(RECORDS TO USE Opens)
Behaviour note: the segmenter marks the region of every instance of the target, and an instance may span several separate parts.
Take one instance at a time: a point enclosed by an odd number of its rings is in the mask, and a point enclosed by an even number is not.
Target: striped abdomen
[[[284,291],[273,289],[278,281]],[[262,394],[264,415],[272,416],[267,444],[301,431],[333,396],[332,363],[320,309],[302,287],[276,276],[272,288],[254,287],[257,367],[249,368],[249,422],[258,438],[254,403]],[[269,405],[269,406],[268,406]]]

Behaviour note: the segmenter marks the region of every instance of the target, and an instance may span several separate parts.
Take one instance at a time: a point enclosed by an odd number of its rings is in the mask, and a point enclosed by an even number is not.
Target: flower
(RECORDS TO USE Closes)
__TASK ITEM__. Here the job is to restate all of the data word for word.

__ANSWER TO THIS EXERCISE__.
Behaviour note: the segmenter marks the region of every instance of the target, and an instance may span several separate parts.
Take one instance at a time: a point enclosed by an odd number of its rings is in the mask, and a point enclosed by an even number is not.
Target: striped abdomen
[[[284,291],[273,289],[278,281]],[[262,394],[264,415],[272,416],[267,444],[301,431],[333,396],[332,363],[320,309],[302,287],[276,276],[272,288],[254,287],[257,367],[249,368],[249,422],[258,438],[254,403]],[[269,405],[269,406],[268,406]]]

Behaviour note: the segmenter marks the region of every instance of the target, and an instance may span several separate parts.
Take one instance at a time: a point enclosed by an odd number of its rings is in the mask, and a point enclosed by an even number is not.
Target: flower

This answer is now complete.